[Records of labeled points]
───

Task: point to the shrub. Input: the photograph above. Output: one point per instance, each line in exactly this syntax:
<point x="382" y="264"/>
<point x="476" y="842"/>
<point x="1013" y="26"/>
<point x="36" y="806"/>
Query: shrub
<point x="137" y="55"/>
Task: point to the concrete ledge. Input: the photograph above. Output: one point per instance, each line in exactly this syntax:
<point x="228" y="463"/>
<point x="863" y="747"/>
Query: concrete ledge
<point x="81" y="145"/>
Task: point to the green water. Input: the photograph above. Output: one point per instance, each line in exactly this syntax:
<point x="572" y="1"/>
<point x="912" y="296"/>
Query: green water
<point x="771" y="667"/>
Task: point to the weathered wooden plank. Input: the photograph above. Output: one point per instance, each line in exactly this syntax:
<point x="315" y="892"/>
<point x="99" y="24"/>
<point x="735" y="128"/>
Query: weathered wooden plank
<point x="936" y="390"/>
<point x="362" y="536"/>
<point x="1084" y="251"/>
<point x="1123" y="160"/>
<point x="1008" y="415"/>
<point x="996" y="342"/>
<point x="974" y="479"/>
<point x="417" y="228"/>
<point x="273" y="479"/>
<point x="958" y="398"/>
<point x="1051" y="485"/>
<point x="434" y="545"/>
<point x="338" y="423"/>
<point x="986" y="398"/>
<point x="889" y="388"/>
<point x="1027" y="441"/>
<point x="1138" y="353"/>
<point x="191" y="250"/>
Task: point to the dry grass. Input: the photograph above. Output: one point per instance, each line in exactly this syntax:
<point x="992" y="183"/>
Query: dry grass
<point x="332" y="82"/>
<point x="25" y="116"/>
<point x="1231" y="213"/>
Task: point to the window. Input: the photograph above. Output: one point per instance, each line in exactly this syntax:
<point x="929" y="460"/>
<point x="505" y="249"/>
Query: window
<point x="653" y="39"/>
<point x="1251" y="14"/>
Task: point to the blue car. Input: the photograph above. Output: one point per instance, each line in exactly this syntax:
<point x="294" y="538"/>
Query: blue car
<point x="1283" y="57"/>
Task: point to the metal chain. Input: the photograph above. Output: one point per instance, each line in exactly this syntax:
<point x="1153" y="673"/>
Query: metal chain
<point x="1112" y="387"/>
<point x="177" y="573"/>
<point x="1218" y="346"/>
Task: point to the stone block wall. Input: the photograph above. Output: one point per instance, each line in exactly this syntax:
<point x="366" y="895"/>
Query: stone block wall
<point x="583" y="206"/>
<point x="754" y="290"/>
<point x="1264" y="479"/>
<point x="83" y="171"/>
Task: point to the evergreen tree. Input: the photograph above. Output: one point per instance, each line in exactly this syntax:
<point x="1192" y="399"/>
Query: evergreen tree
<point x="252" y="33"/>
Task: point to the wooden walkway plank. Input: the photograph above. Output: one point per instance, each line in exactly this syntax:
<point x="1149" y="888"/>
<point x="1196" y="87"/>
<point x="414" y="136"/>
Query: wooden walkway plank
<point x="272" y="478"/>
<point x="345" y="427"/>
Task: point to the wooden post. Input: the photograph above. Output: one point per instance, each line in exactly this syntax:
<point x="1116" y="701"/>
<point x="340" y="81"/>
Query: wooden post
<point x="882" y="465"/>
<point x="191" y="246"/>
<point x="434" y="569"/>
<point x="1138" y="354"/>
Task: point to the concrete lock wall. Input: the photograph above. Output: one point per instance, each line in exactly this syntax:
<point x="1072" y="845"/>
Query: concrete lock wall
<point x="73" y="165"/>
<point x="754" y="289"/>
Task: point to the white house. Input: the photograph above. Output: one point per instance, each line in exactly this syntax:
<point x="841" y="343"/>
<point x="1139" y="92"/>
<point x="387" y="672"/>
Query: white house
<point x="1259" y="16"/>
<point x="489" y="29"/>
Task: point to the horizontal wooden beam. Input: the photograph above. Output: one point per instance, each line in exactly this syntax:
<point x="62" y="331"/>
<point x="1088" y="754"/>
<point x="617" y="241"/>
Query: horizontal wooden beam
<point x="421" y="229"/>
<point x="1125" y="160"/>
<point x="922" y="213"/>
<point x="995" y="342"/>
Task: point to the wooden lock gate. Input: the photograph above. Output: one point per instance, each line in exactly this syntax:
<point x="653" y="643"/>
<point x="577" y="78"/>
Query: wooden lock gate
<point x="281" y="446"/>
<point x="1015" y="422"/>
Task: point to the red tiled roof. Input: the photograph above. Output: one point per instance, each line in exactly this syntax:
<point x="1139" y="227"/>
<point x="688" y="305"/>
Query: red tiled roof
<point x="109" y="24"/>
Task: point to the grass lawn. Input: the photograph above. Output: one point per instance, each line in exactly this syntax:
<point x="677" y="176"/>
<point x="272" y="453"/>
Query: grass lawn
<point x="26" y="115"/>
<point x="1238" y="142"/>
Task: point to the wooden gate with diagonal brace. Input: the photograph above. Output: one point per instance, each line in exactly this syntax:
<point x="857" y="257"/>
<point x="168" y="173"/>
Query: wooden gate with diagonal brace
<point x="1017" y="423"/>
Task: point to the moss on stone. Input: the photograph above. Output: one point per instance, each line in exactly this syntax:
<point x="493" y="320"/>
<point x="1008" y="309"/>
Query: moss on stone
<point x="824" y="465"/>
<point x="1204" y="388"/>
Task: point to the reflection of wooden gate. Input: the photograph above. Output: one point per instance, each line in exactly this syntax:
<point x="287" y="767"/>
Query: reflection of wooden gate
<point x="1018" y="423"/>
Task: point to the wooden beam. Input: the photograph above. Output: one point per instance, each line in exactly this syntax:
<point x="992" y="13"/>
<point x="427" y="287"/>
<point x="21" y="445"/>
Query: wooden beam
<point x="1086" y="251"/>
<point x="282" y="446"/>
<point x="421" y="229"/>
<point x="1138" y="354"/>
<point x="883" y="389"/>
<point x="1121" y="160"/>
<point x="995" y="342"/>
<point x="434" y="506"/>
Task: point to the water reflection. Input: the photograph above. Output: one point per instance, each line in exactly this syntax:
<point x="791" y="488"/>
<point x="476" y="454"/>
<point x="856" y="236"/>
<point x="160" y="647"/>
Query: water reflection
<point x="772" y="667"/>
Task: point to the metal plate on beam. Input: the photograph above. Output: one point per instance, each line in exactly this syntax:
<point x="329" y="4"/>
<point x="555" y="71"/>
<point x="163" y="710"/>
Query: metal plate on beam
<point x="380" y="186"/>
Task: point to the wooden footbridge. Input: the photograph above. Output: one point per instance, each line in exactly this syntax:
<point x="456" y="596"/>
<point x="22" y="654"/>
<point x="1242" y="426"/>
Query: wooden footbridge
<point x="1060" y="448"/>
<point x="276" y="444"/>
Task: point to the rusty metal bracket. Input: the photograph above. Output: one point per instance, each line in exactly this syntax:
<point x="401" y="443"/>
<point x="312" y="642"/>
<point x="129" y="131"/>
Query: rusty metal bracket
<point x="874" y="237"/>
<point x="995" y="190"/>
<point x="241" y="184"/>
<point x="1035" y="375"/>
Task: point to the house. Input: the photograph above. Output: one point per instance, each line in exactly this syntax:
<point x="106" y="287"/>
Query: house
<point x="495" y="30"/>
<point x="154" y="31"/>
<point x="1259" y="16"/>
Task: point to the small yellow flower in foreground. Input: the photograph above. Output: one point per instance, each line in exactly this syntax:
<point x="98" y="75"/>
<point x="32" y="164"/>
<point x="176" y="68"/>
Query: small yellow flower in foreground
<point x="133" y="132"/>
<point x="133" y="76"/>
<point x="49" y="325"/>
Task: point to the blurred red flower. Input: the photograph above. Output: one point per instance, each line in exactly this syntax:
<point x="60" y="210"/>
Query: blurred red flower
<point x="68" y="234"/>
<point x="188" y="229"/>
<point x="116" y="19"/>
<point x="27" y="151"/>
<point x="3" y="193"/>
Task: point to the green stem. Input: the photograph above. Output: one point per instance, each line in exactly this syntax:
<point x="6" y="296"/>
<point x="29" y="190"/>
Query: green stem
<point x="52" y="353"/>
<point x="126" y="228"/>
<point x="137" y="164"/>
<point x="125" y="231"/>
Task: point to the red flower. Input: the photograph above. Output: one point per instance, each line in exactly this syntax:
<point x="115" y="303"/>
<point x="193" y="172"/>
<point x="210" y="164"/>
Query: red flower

───

Short exercise => Copy the records above word for word, beginning at the line that contains "Task: point to the blurred" and ending with the last line of the records.

Response to this exercise =>
Task: point to the blurred red flower. Input: the photograph above. Output: one point per instance, each line in exactly this syntax:
<point x="60" y="210"/>
Query: blurred red flower
<point x="68" y="234"/>
<point x="188" y="229"/>
<point x="116" y="19"/>
<point x="27" y="151"/>
<point x="3" y="193"/>
Task: point to the green stem. Input: the photograph above. Output: one point per instance, each line in exactly this syntax:
<point x="6" y="296"/>
<point x="29" y="190"/>
Query: green stem
<point x="52" y="353"/>
<point x="126" y="228"/>
<point x="137" y="164"/>
<point x="125" y="231"/>
Task: point to the red flower. Input: the photograph above. Output: one point per instance, each line in exactly this syntax:
<point x="115" y="303"/>
<point x="193" y="172"/>
<point x="210" y="164"/>
Query: red flower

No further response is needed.